_Provided passage_
--------

Despite substantial interest and investment in virtual care by governments in developed and developing countries, widespread adoption was modest before the pandemic. As the COVID-19 pandemic evolved, the main health actors were pressured to have to use virtual care to attend the health needs of patients and comply with the isolation regulations imposed by governments. Today, virtual care should not be treated differently from other elements of the health care experience, primarily because it has proven to be a positive experience for patients and providers, with better health outcomes and lower costs (35).

Strengths and limitations

The main limitation of this review is the design of the included studies because most were conducted in a single hospital center, in specific areas of healthcare, and with limited sample sizes. Therefore, the findings summarized here may not reflect the opinion of the entire region. Furthermore, no published studies were found for all the countries, which limits the generalizability of the findings. During the literature search, only studies conducted in the context of outpatient care were identified, and consequently, it was not possible to assess the virtual care model in hospitalized patients.

--------

_Collected material_
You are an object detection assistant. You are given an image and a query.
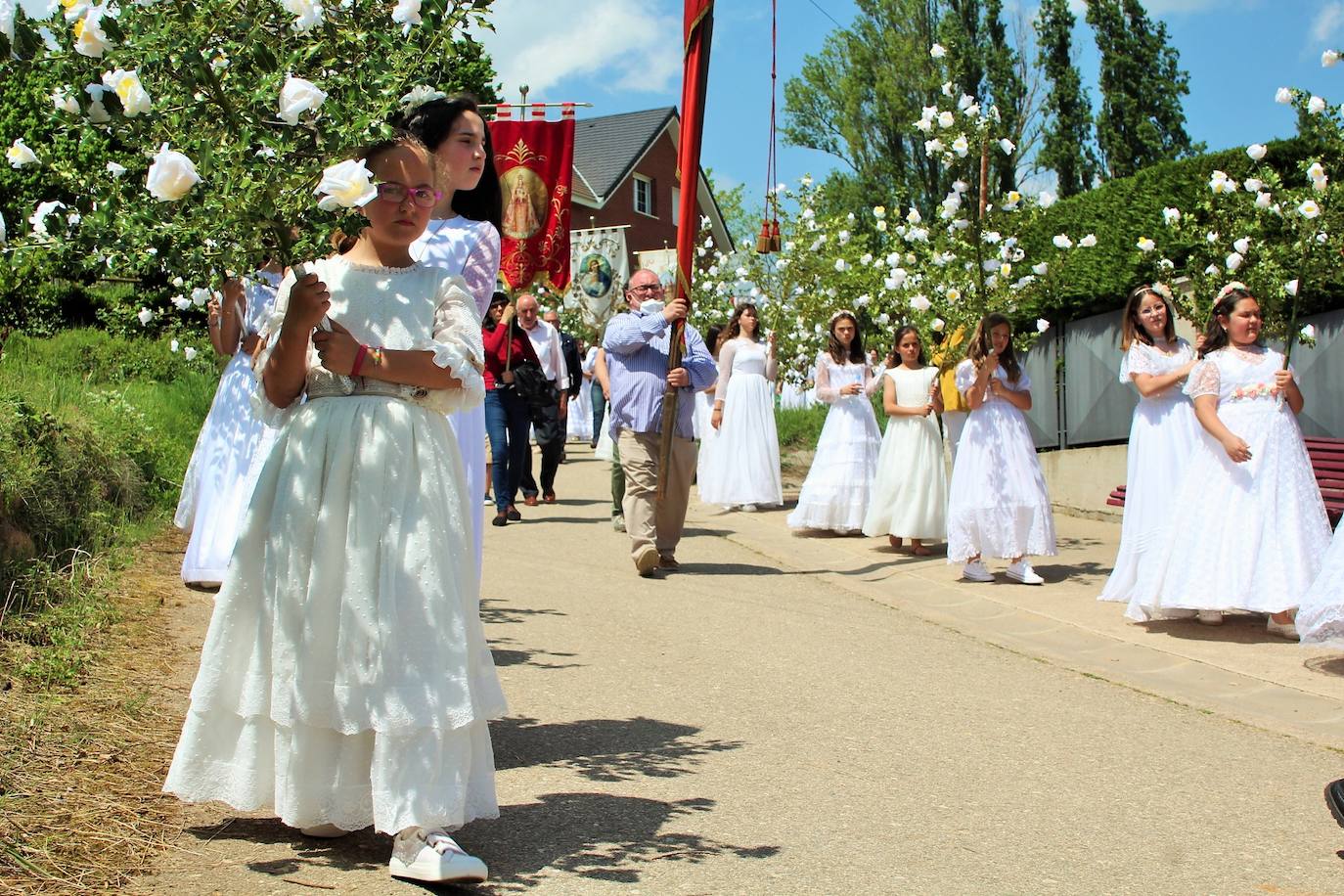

--------

_What to produce_
Please list every limitation of the review that the virtual care passage names under "Strengths and limitations".

_Response box_
- Most of the included studies were conducted in a single hospital center.
- The included studies were conducted in specific areas of healthcare.
- The included studies had limited sample sizes.
- No published studies were found for all the countries, which limits the generalizability of the findings.
- Only studies conducted in outpatient care were identified, so the virtual care model could not be assessed in hospitalized patients.